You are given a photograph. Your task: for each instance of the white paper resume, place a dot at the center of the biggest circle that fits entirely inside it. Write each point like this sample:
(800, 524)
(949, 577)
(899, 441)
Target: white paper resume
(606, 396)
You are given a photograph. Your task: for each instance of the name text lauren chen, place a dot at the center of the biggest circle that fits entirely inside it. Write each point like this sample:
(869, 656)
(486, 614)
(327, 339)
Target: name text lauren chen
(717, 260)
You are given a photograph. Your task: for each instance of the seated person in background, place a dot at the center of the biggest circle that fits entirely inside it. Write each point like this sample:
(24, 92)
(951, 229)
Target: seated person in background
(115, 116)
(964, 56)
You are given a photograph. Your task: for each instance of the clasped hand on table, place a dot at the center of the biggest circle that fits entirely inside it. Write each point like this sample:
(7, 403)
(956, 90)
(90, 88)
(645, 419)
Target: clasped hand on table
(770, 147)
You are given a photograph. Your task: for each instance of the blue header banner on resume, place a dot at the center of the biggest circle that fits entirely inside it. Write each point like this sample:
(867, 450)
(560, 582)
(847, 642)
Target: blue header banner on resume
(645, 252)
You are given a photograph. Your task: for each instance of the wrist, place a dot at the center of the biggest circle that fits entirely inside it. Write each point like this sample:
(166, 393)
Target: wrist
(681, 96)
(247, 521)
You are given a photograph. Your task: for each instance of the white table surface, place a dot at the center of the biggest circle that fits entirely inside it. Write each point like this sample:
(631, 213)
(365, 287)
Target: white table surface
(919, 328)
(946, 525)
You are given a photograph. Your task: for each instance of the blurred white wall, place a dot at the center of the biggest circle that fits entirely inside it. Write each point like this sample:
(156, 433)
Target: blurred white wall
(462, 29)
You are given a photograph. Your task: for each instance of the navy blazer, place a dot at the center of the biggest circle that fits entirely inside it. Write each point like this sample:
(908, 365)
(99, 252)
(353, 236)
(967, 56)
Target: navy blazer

WORK INSTRUCTION.
Only the lines holding "navy" are wanted, so copy each of them from the material.

WRITTEN REPLY.
You are given a photograph. Your task: for each instance of the navy blazer, place a dot at the center of the biggest circle that fits entirely inside it. Write each point like this sample:
Target: navy blazer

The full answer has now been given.